### Stated exercise
Carry on the news report below about the I.O.C. board's eligibility decision for the 1988 Olympic Games, starting after its last sentence.

### Extracted text
In announcing the decision by the nine-member board following four days of meetings in Calgary, Alberta, the site of the 1988 Winter Games, I.O.C. President Juan Antonio Samaranch said the rule was experimental,
''This decision is only for 1988,'' he said. ''After 1988 we will see, The Olympic movement must go with the times.''
If the decision is ratified at the I.O.C.'s annual meeting in East Berlin in June, as it is expected to be, it would theoretically clear the way for such young National Hockey League stars as Mario Lemieux, the Canadian-born Pittsburgh Penguin rookie and Pat LaFontaine, the Islanders' American-born rookie, to compete at the 1988 Winter Games.
It could also allow such young tennis professionals as Aaron Krickstein, Andrea Jaeger and Kathy Rinaldi of the United States, Carling Bassett of Canada and Pat Cash of Australia to compete for their contries at the Summer Games in Seoul, South Korea, where tennis is scheduled to become an official Olympic event following its appearance as a demonstration sport at the 1984 Games in Los Angeles.

### Record list
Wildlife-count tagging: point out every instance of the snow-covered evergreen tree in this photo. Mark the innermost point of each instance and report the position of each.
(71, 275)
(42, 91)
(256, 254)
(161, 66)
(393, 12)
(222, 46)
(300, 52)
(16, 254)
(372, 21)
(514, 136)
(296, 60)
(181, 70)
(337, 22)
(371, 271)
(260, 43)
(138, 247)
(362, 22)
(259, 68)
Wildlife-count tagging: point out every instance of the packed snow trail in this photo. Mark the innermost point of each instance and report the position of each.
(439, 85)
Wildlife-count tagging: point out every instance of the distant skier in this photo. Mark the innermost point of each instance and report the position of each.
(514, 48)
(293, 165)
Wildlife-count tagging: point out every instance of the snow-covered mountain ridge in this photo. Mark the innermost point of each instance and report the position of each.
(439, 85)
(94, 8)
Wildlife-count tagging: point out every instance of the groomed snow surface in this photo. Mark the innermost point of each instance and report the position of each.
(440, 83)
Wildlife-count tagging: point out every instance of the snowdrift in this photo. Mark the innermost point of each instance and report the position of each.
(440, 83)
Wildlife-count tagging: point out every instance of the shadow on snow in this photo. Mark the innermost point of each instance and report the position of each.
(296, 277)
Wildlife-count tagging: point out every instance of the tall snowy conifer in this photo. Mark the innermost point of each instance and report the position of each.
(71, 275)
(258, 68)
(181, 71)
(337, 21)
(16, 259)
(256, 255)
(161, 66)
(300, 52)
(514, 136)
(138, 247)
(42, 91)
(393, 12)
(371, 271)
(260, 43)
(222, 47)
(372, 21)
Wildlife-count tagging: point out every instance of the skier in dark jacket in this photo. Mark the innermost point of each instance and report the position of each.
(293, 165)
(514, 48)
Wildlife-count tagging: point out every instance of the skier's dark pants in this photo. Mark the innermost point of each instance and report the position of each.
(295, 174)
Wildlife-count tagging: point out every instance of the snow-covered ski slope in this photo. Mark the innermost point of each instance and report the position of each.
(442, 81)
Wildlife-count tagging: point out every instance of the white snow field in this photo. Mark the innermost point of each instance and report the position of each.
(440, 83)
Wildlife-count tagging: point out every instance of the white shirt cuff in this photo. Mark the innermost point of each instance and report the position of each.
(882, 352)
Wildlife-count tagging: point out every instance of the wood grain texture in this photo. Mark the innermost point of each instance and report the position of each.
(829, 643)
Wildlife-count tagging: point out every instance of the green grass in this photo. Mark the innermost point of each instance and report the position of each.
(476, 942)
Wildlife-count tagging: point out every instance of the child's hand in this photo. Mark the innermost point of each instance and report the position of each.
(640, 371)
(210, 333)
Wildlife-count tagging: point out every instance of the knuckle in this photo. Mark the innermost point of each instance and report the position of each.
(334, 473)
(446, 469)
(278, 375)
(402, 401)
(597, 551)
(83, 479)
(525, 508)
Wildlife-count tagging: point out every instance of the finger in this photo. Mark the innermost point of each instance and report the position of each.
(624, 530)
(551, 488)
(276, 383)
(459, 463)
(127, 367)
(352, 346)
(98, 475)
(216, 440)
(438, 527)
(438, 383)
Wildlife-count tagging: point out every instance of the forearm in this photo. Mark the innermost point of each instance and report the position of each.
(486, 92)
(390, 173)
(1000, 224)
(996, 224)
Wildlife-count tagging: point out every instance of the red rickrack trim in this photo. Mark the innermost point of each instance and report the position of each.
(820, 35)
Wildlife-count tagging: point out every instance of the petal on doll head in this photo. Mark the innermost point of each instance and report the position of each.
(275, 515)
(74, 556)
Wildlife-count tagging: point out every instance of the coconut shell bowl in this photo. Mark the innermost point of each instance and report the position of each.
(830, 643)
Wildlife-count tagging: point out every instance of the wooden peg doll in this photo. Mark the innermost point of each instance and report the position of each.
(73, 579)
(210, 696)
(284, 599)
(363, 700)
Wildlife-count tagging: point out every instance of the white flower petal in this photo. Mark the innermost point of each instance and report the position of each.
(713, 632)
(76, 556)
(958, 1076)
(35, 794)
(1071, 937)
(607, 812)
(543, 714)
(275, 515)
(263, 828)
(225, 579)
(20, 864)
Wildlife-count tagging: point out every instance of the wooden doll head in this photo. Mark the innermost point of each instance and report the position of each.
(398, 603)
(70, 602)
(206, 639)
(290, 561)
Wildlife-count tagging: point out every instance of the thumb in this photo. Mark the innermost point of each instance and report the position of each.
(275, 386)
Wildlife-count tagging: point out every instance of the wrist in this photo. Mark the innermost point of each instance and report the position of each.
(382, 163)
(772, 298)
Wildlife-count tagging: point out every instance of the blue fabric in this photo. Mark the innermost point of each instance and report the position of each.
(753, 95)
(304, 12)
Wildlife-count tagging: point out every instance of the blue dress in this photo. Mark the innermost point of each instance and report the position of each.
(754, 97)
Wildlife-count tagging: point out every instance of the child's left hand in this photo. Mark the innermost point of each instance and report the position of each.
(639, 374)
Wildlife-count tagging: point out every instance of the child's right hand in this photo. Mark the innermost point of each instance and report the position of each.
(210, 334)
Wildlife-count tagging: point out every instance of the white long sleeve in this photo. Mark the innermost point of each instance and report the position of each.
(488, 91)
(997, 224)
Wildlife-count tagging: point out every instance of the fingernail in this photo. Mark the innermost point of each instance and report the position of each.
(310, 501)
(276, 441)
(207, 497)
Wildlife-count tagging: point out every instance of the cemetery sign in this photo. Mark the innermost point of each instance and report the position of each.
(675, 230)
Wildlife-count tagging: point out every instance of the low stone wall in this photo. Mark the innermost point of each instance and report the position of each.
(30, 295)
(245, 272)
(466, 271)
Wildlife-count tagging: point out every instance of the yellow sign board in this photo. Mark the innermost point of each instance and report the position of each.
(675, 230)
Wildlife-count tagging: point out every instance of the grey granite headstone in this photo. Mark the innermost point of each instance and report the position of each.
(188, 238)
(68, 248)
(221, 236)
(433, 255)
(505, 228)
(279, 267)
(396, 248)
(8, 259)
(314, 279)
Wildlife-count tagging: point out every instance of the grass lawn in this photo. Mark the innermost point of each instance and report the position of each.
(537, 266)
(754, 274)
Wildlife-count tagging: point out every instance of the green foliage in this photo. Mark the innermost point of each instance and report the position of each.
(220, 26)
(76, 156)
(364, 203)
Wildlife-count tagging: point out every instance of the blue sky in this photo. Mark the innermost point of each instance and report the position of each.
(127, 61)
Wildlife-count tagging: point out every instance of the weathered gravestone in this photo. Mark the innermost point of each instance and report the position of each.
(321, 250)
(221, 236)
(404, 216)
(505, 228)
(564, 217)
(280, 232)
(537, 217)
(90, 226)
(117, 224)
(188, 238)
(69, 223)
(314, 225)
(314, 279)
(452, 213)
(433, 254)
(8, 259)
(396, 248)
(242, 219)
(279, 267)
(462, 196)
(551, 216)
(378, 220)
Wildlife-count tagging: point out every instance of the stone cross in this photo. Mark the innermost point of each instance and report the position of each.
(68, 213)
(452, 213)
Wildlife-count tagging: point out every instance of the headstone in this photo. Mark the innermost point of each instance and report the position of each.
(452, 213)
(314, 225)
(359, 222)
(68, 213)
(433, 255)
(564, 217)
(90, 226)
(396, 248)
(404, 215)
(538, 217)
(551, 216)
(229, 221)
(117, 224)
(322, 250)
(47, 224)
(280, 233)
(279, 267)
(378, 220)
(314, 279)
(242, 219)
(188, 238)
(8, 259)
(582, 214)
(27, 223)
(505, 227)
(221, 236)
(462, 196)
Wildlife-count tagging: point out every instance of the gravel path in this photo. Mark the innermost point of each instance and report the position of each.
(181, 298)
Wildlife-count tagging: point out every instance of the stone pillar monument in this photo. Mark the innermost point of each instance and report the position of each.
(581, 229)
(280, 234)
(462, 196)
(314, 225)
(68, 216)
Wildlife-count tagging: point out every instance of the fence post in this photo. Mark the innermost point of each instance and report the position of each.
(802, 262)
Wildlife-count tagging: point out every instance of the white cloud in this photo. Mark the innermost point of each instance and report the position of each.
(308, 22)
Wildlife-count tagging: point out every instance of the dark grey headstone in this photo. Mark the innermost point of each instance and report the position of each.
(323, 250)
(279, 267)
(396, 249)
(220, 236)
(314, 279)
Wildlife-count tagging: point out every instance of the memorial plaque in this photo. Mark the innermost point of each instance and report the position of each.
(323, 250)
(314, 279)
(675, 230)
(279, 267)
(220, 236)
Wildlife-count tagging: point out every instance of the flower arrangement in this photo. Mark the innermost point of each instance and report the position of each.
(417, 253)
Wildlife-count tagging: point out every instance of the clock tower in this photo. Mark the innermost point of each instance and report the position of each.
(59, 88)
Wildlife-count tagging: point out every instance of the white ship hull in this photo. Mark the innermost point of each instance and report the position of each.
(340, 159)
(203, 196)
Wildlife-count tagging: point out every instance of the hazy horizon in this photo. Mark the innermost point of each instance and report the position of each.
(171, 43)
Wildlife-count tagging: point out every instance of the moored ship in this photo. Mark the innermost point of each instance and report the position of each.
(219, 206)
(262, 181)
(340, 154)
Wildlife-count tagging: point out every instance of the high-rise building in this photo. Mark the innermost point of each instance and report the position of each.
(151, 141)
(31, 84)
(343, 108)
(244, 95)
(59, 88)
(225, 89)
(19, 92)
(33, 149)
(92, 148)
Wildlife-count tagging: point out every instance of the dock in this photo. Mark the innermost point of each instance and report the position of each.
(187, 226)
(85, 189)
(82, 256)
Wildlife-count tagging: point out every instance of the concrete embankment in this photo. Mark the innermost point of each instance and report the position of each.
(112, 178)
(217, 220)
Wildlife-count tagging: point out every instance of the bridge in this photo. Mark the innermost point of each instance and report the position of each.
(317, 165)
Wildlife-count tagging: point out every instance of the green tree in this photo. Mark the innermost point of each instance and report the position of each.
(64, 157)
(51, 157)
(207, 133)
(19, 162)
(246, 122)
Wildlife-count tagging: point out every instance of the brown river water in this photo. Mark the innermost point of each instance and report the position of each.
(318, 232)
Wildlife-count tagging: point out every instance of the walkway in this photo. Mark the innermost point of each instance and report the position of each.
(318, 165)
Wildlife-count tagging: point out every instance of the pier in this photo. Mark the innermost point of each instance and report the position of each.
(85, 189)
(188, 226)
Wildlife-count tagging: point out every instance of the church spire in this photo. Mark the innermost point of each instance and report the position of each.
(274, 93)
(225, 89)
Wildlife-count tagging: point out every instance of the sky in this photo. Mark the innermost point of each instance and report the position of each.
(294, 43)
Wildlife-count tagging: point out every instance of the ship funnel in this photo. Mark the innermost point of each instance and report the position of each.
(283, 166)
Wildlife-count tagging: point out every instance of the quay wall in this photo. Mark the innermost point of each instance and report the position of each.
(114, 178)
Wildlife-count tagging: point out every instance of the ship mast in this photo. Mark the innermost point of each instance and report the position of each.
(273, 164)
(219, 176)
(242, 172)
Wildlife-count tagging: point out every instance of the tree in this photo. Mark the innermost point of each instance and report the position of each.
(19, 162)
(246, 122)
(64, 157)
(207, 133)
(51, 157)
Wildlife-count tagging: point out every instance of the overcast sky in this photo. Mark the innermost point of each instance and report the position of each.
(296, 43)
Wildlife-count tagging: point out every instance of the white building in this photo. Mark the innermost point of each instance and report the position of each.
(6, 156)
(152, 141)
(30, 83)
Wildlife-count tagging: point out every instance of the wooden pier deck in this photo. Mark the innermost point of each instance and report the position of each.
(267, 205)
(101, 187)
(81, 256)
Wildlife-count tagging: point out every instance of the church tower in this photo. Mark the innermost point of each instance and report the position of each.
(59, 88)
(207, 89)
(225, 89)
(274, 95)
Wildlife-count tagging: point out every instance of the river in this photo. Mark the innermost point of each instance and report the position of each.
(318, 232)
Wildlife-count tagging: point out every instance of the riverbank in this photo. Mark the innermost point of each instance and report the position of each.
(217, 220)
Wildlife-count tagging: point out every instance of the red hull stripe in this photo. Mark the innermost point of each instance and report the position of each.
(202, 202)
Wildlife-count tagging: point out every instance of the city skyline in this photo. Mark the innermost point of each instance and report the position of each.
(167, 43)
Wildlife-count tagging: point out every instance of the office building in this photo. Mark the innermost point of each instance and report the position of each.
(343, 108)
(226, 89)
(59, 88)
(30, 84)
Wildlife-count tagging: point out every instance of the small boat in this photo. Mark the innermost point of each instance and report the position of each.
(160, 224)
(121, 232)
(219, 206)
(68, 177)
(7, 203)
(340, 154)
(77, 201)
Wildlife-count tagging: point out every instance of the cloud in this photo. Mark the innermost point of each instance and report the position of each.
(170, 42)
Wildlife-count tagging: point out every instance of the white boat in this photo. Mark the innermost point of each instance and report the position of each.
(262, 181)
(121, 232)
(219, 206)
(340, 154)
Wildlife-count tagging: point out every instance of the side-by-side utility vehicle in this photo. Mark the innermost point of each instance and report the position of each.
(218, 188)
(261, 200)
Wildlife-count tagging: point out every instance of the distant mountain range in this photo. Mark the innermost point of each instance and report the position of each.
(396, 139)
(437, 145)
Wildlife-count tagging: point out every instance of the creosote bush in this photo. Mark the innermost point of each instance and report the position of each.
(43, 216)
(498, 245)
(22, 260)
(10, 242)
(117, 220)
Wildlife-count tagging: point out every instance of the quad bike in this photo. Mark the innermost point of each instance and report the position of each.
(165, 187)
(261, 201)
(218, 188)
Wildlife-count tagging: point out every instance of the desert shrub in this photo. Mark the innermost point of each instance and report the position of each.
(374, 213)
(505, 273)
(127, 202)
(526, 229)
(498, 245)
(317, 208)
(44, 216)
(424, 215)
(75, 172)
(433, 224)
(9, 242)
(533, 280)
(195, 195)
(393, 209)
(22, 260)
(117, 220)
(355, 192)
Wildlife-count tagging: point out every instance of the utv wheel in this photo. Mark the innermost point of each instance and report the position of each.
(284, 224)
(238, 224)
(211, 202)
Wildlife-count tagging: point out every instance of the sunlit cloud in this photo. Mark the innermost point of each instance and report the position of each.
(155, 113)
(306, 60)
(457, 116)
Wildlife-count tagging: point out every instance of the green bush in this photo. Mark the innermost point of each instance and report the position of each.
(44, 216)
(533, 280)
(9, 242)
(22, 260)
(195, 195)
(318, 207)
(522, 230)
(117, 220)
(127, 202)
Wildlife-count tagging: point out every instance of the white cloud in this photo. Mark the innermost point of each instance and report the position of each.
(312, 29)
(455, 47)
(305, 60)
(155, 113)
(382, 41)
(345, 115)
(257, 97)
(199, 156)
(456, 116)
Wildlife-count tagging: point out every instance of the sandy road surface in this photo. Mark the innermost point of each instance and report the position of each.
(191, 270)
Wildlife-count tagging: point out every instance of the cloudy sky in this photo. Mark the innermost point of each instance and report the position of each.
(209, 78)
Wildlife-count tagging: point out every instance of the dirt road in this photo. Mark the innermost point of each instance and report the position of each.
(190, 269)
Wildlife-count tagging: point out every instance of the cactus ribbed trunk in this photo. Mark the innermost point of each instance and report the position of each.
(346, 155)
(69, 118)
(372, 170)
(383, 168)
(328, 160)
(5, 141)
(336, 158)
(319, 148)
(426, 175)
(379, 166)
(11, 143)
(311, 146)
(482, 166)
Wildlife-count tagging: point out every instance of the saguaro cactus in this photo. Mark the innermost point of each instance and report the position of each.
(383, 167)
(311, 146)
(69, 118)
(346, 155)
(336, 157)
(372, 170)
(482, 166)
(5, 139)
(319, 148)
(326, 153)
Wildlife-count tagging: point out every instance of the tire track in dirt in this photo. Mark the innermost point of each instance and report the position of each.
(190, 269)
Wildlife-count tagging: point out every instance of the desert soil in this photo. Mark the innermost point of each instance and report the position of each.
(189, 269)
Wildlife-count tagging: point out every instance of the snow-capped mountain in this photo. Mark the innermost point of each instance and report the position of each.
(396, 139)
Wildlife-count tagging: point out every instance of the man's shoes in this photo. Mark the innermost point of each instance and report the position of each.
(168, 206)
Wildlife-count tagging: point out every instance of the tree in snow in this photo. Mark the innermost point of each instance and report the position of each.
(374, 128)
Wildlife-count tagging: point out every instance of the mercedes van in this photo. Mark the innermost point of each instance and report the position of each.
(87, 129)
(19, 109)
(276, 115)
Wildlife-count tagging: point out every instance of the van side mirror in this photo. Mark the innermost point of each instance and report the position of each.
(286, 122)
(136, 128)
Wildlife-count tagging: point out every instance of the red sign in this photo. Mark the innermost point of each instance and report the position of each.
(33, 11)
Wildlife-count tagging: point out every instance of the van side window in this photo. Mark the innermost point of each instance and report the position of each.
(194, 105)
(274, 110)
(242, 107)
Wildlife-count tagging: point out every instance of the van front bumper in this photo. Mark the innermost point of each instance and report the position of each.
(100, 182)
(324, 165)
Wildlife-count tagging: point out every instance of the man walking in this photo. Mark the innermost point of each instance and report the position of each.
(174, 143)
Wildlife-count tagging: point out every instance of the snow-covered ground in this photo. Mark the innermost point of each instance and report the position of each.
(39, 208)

### The answer
The international federations governing hockey, soccer and tennis had asked for the rule, which would allow professionals who have not reached their 23d birthday by the start of the Winter Games, Feb. 13, 1988, to compete.
Walter Troger, the I.O.C. sports director, said that the new rule would be reviewed after the 1988 Games and might be extended to other sports if their international federations requested it.
In voting to allow professionals to compete, the executive board addressed one of the thorniest issues that has confronted Olympic officials in recent years, the definition of an amateur.
The issue erupted into controversy at the 1984 Winter Games in Sarajevo, Yugoslavia, when three countries sought unsuccessfully to use five players who had played briefly in the N.H.L. on the ground that some hockey players were being allowed to compete even though they had signed professional contracts with European leagues.
Unlike the N.H.L., however, the European professional leagues are members of the International Ice Hockey Federation, the sport's world governing body, which granted waivers to some of its member professionals but refused to extend the waivers to N.H.L. players.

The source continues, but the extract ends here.